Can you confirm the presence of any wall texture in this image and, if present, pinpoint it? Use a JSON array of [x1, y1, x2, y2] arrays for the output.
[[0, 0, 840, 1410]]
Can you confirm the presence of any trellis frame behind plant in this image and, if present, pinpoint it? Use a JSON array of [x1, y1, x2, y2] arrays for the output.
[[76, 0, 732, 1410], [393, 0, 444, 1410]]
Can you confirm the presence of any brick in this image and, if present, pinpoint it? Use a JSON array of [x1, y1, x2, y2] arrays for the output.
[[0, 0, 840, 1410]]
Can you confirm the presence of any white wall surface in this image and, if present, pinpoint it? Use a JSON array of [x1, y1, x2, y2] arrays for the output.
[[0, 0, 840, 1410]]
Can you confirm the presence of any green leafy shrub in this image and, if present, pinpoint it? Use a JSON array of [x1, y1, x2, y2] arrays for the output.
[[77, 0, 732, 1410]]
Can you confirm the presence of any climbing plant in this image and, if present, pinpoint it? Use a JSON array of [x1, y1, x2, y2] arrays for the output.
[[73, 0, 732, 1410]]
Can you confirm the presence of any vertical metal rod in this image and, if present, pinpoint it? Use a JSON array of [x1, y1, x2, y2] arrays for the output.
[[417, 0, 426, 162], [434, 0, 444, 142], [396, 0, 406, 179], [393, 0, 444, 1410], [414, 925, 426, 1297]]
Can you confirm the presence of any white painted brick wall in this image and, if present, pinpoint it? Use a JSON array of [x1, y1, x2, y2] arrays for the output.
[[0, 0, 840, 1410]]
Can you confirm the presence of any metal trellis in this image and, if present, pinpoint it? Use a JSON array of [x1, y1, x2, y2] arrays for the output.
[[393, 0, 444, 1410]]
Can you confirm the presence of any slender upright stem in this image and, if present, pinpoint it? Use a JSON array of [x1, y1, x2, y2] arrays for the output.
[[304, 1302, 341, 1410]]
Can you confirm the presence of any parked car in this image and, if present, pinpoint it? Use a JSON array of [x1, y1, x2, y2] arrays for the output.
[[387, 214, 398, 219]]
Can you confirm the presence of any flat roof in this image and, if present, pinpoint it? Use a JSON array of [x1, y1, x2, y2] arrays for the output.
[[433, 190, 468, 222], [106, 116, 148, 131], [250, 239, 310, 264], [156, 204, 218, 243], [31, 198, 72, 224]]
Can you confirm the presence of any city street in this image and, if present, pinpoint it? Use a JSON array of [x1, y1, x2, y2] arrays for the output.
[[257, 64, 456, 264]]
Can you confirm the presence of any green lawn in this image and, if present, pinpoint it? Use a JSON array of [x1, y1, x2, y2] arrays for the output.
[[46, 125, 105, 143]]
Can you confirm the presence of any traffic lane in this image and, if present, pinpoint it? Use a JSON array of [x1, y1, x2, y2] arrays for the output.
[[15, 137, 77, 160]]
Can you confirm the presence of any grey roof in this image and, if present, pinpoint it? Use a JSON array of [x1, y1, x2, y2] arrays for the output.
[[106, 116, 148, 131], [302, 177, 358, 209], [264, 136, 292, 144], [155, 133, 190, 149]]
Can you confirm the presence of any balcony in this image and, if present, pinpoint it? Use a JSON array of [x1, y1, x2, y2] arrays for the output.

....

* _GOAL_
Report every line of the records above that contains the word "roof", copying each line in full.

* _SOLVED EXERCISE_
Can you confirm the presence of any flat roof in this image and, if present, pinpoint it? Use a JSON array of [x1, y1, x2, y2] arrays for the output.
Can you confirm the presence of any grey roof in this image and, if present, pinpoint it? Use a JSON array of [x1, y1, x2, y2] arrays for the output.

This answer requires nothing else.